▶ Information shown:
● ● ● ● ●
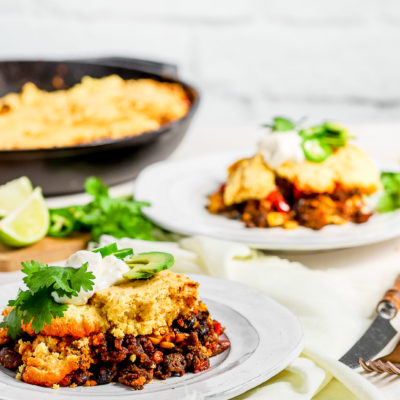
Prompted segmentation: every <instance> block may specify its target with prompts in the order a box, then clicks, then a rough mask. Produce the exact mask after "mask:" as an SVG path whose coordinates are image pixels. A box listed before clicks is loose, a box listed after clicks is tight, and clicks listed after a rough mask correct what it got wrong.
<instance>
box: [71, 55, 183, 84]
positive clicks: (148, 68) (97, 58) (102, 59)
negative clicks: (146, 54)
● ● ● ● ●
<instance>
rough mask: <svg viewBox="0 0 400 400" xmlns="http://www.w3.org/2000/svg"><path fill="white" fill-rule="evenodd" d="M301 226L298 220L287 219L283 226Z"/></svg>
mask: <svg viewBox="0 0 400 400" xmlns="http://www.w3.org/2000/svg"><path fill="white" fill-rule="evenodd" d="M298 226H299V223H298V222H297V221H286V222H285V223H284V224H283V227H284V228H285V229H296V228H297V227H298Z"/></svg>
● ● ● ● ●
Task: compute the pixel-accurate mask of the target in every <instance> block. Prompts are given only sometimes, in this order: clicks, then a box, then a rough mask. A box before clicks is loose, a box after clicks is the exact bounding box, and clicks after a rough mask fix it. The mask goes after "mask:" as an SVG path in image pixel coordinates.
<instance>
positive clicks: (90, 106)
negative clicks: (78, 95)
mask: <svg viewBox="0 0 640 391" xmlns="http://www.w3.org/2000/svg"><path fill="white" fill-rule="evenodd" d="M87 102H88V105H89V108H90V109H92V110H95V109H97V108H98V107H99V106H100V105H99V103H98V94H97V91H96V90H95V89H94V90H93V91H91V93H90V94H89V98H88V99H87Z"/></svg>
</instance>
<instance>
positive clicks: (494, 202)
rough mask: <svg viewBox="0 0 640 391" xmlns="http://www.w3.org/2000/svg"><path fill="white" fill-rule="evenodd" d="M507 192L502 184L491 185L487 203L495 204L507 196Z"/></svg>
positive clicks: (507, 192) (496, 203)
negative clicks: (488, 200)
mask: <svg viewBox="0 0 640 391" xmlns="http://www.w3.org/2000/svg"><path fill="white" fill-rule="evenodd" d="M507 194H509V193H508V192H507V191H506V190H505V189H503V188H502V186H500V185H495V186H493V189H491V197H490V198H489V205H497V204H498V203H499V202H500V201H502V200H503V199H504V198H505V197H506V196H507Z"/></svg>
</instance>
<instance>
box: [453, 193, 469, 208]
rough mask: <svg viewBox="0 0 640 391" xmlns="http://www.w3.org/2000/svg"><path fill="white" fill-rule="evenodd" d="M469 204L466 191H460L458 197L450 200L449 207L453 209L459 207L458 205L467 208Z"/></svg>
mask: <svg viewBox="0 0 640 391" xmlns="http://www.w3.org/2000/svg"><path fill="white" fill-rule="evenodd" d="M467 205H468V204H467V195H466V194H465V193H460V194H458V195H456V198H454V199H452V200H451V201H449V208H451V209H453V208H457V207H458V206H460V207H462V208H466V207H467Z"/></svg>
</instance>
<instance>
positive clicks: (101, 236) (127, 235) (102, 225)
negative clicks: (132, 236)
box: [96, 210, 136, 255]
● ● ● ● ●
▶ Activity: Format the lines starting at the line containing "Prompted segmentation: every" and ending at the line containing "negative clicks: (146, 54)" as a Markdown table with the columns Number and Line. Number each line in order and leave out any blank lines.

▶ Response:
| Number | Line |
|---|---|
| 1 | Prompted segmentation: every <instance> block may specify its target with prompts in the order a box, then clicks, then a rough mask. Produce the exact mask after "mask:" as an SVG path whose coordinates are image pixels. A box listed before clicks is loose, a box listed after clicks is tight, and clicks listed after a rough mask correct what it got wrong. |
| 2 | <instance> |
| 3 | box: [71, 55, 183, 84] |
| 4 | positive clicks: (148, 68) (97, 58) (102, 59) |
| 5 | negative clicks: (146, 54) |